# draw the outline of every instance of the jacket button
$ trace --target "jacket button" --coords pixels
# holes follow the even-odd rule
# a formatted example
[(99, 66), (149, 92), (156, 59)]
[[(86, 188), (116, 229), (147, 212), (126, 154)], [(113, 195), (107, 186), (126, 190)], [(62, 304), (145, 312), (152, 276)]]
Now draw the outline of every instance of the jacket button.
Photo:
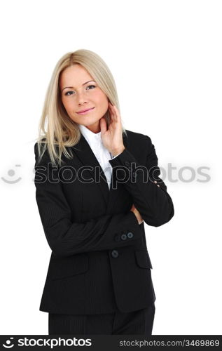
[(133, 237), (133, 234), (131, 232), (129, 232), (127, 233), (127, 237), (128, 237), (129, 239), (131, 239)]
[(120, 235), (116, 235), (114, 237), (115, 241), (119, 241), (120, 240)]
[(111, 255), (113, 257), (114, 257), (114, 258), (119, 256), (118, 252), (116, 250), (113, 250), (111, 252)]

※ ※ ※

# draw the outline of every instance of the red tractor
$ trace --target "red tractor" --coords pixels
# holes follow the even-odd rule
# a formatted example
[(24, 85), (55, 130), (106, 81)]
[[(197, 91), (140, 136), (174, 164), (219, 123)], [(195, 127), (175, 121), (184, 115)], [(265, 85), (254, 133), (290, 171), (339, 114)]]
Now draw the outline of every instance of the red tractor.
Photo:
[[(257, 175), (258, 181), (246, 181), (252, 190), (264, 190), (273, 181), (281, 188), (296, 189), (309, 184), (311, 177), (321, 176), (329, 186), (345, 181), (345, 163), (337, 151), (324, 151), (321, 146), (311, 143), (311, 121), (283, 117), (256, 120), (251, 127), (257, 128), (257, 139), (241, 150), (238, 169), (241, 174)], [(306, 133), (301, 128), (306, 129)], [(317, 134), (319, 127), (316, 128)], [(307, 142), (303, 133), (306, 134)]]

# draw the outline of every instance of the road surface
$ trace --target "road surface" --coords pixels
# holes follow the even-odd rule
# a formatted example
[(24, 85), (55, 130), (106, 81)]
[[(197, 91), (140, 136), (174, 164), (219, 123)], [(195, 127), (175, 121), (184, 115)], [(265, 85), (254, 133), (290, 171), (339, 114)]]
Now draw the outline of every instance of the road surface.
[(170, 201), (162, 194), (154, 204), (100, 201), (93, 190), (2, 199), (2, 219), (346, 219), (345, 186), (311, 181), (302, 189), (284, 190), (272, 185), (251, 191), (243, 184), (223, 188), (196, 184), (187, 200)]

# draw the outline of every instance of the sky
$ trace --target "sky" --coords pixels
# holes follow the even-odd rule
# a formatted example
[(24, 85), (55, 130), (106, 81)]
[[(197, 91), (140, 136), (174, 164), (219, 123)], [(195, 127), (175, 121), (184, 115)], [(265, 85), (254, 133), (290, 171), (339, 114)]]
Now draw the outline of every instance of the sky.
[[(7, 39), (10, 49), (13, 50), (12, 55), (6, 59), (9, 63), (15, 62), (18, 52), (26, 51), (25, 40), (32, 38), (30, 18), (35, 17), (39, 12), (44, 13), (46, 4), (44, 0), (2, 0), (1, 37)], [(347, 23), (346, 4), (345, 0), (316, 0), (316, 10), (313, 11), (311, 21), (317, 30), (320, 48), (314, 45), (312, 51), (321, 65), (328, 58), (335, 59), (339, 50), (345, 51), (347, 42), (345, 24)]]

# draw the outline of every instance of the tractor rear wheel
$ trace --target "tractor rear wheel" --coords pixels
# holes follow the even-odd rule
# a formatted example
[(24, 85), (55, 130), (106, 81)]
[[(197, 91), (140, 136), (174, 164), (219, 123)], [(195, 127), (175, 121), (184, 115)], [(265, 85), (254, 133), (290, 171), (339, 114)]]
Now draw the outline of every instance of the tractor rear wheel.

※ ※ ※

> [Written task] Copy the items from the line containing "# draw the outline of every instance of the sky" through the line containing "Now draw the outline of every instance of the tractor", swapping "outline" for "contour" and leaving everything else unchanged.

> [Written solution]
# draw the contour of every instance of the sky
$ trace --target "sky" --coords pixels
# holes follow the even-odd rule
# a formatted example
[(24, 85), (55, 130), (106, 81)]
[[(197, 91), (140, 136), (174, 164), (219, 123)], [(195, 127), (175, 121), (184, 115)], [(265, 85), (254, 133), (290, 171), (339, 114)]]
Now draw the contour of every instance of the sky.
[[(7, 39), (10, 49), (13, 50), (12, 55), (6, 59), (9, 63), (15, 62), (18, 52), (26, 51), (25, 40), (32, 38), (30, 18), (35, 17), (39, 12), (44, 13), (46, 4), (44, 0), (2, 0), (1, 37)], [(347, 23), (346, 4), (345, 0), (316, 0), (316, 10), (313, 11), (311, 21), (317, 30), (320, 48), (314, 45), (312, 51), (321, 65), (328, 58), (335, 59), (339, 50), (345, 51), (347, 42), (345, 24)]]

# draw the contour of every instance of the tractor rear wheel
$ trace --target "tractor rear wheel" --coords pixels
# holes follow the even-odd rule
# a formatted example
[(24, 85), (55, 130), (106, 81)]
[[(197, 91), (140, 136), (174, 164), (219, 123)], [(195, 127), (175, 121), (184, 115)], [(265, 85), (254, 133), (290, 171), (339, 114)]]
Now draw the contour of every instance of the tractor rear wheel.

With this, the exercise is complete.